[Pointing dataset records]
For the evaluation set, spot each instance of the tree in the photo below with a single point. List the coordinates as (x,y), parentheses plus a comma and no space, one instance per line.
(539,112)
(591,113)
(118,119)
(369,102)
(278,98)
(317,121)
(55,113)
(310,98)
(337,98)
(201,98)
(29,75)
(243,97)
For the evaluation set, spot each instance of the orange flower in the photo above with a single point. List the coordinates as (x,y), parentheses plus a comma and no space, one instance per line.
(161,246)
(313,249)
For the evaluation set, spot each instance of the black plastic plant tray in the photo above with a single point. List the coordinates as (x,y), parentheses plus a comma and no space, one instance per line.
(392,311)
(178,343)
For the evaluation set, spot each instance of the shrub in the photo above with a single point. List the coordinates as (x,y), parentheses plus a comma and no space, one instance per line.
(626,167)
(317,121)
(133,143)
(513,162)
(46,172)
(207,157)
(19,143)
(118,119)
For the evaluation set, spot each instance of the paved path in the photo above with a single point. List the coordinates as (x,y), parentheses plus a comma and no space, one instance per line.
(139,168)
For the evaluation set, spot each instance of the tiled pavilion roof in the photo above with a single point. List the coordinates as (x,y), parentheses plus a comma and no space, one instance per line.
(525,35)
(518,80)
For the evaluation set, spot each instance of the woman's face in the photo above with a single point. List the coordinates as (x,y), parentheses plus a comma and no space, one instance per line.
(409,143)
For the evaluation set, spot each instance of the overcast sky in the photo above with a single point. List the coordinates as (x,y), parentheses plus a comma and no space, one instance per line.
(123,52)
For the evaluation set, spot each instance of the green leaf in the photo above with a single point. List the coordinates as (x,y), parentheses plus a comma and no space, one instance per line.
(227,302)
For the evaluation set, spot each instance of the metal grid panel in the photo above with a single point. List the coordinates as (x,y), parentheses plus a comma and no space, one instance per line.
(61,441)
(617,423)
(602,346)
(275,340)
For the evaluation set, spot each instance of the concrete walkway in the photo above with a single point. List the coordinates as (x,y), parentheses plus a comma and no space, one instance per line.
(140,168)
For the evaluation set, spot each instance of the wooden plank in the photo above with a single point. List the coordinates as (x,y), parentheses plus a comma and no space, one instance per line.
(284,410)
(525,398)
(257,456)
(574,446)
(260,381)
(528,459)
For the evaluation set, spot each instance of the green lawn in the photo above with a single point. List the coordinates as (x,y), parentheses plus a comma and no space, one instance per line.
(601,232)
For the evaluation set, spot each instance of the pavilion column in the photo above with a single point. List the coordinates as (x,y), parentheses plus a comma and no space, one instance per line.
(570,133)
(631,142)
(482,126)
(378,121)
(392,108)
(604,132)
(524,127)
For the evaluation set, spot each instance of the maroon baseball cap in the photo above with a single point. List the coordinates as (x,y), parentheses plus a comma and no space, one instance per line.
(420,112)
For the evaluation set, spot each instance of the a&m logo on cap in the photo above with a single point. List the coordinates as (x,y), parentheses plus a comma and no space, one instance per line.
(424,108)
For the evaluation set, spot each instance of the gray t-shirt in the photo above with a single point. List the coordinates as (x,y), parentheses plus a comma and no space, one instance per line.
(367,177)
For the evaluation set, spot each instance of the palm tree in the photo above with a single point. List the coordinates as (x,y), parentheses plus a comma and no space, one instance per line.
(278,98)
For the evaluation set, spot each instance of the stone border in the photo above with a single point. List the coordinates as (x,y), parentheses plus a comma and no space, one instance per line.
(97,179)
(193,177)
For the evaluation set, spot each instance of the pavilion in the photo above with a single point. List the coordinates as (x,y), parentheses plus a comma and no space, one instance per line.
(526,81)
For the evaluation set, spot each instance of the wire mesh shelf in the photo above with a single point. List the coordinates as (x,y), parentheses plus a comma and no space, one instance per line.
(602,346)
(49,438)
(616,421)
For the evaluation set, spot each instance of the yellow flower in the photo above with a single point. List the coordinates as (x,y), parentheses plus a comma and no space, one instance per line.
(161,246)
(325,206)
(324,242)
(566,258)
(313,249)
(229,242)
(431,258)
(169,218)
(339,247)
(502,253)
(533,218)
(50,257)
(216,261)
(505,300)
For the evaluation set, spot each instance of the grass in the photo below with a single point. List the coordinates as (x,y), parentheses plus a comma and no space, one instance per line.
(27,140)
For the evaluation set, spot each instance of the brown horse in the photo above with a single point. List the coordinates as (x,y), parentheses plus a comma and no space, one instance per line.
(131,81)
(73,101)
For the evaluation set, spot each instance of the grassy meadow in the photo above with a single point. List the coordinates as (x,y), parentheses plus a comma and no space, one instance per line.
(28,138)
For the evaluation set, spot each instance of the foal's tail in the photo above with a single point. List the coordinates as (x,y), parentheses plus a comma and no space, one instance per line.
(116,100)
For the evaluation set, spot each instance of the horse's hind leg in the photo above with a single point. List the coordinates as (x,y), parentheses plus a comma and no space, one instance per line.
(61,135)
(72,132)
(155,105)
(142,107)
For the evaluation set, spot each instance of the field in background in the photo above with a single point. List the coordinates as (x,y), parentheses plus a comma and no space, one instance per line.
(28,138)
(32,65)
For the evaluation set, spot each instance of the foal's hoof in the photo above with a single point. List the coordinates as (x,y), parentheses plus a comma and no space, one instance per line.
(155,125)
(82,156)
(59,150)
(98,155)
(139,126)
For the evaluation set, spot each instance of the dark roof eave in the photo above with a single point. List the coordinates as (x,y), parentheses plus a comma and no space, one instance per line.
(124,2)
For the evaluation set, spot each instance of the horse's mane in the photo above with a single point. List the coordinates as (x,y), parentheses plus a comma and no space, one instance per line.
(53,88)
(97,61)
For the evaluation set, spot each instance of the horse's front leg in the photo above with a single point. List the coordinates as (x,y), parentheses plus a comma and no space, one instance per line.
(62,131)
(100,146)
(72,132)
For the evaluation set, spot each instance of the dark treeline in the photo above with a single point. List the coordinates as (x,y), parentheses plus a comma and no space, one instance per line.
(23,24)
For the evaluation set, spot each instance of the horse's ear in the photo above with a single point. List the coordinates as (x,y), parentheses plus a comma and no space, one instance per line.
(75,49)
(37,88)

**SET PROBLEM**: Copy all of the data exactly.

**EXPECTED OUTPUT**:
For the evaluation set, spot each instance of the tree in the photo below with a single point. List the coordinates as (x,y), parentheses plus a comma and no space, one instance per line.
(539,112)
(591,113)
(118,119)
(369,102)
(278,98)
(317,121)
(55,113)
(310,98)
(337,98)
(201,98)
(29,75)
(243,97)
For the evaluation set, spot each instance of the orange flower in the photo above with a single point. List the coordinates as (x,y), parentheses plus a comma and no space, one instance per line.
(161,246)
(313,249)
For the evaluation set, spot each instance of the black plastic plant tray in the photo above with a single point. List the coordinates as (x,y), parentheses plus a comma and no space, one instance per line.
(392,311)
(178,343)
For the evaluation set, spot each instance of the shrub in the photo above with a single point. List the coordinates as (x,y), parentheses plus a comma and no space, one instance per line.
(626,167)
(317,121)
(133,143)
(513,162)
(46,172)
(207,157)
(19,143)
(118,119)
For the evaluation set, spot each instance of the paved path in the photo above with a single point. List the coordinates as (x,y), parentheses plus a comma and no space, one instance per line.
(139,168)
For the evaluation set, spot each instance of the tiled pavilion roof in the photo above with a single point. List the coordinates as (x,y), parentheses plus a comma and no space, one instance per line.
(525,35)
(518,80)
For the evaluation set, spot each instance of the woman's face in the photo above with a single point. List the coordinates as (x,y), parentheses plus a comma and no space, one instance per line.
(409,143)
For the evaluation set, spot each instance of the overcast sky in the photo above with a single point. List the coordinates as (x,y), parentheses plus a comma and no space, one instance per line.
(123,52)
For the evaluation set, spot each instance of the green leaf in the photo above with a single point. List the coordinates as (x,y), parentheses plus a comma and no space, one instance per line.
(227,302)
For the evaluation set, spot each instance of the metal grid panel in the photo above with a single point. List the coordinates as (x,y), parentheses plus a comma and no space, one instance per line.
(61,441)
(617,423)
(602,346)
(275,340)
For the evaluation set, spot each instance of the concrete walkway in the photo above with a single point. List the coordinates as (x,y), parentheses plus a comma and no space, one instance per line.
(140,168)
For the evaluation set, spot each instance of the wooden plank in the photo above with a single point. List the coordinates as (x,y), parentheses plus a comma and no space, one instance per line.
(284,410)
(525,398)
(257,456)
(574,446)
(260,381)
(528,459)
For the evaluation set, spot each instance of the green lawn in the photo above with a single point. List the coordinates as (x,y), parentheses plus a comma and no space, one instance per line.
(601,232)
For the evaluation set, spot each instance of the pavilion column in the photo above with a single point. List the coordinates as (x,y), parentheses plus a comma and no space, one instance per line.
(570,133)
(631,142)
(482,126)
(378,121)
(392,108)
(604,132)
(524,127)
For the evaluation set, spot each instance of the maroon baseball cap in the photo above with a single point. List the coordinates as (x,y), parentheses plus a comma and no space, one instance per line.
(420,112)
For the evaluation set, spot each instance of the a&m logo on cap in the photo above with a single point. List the coordinates as (x,y), parentheses plus a comma and no space, one instance per line.
(424,108)
For the evaluation set, spot each instance of the gray t-shirt in the photo above with a single point. List the coordinates as (x,y), parentheses plus a comma and no space, one instance per line.
(367,177)
For the evaluation set, spot each instance of the palm tree in the photo above with a single point. List the coordinates as (x,y), parentheses plus a comma and no space, one instance per line.
(278,98)
For the evaluation set, spot each instance of the stone border in the photo above with a single point. List the coordinates as (x,y), parentheses plus a comma and no space, one instance per line.
(97,179)
(193,177)
For the evaluation set, spot each instance of the pavilion in the photo above with a single point. List the coordinates as (x,y), parentheses plus a comma and no space, one instance per line.
(526,81)
For the evaluation set, spot each instance of the wire mesh shelf in the photo above with a single point. List the coordinates as (x,y), parentheses plus a comma and no space, one instance per line.
(602,346)
(49,438)
(616,421)
For the evaluation set, spot each instance of the yellow flower in the photo above with a single point. List the coordinates as (x,y), parentheses plus a comma and no space, one instance per line.
(161,246)
(325,206)
(324,242)
(566,258)
(313,249)
(229,242)
(431,258)
(169,218)
(339,247)
(502,253)
(533,218)
(50,257)
(216,261)
(505,300)
For the evaluation set, spot each instance of the grass in the photo below with a single point. List the coordinates as (x,y), parentheses plus a comma and no space, one instance per line.
(27,140)
For the evaluation set, spot each instance of the brown horse in the photo above with a single point. List the coordinates as (x,y), parentheses plus a comma and no space, one instance per line.
(131,81)
(73,101)
For the evaluation set, spot each instance of the grassy meadow in the photo above with a single point. List the coordinates as (x,y), parentheses plus a comma and no space, one instance per line.
(28,138)
For the evaluation set, spot each instance of the foal's tail in the photo above with a single point. List the coordinates as (x,y), parentheses plus a comma and no space, one instance per line.
(116,100)
For the evaluation set, spot each instance of the horse's hind leg in the photo above with a single point. List the coordinates as (x,y), parentheses plus a comma and no space, one instance per line.
(61,135)
(72,132)
(155,105)
(142,107)
For the evaluation set, spot each instance of the field in background in the photo above with a single point. List the coordinates as (x,y), parentheses plus a comma and no space, one instance per line.
(28,138)
(32,65)
For the evaluation set, spot each instance of the foal's hoof in the photo above with a single point. List the coordinates as (x,y), parentheses plus a comma and no space, one instance per line.
(155,125)
(82,156)
(59,150)
(98,155)
(139,126)
For the evaluation set, spot each instance of the dark roof eave in the photo above with a single point. List the coordinates as (x,y), parentheses plus a comma and no space, one instance per line.
(124,2)
For the evaluation set, spot each instance of the horse's mane in the photo above with a single point. List the coordinates as (x,y), parentheses plus a comma and no space, one instance per line.
(53,88)
(97,61)
For the evaluation set, spot each instance of the horse's front leg in the photo above with a single point. List the coordinates as (x,y), parentheses plus a comma and no space, one instance per line.
(62,131)
(100,146)
(72,132)
For the evaluation set, spot each instance of the dark treeline in the photo above with a single point. List the coordinates as (x,y), parentheses plus a comma and no space, one instance per line.
(23,24)
For the evaluation set, spot each instance of the horse's ear in the photo above with a single point. List the coordinates as (x,y), parentheses plus a comma and no space, one instance per line.
(75,49)
(37,88)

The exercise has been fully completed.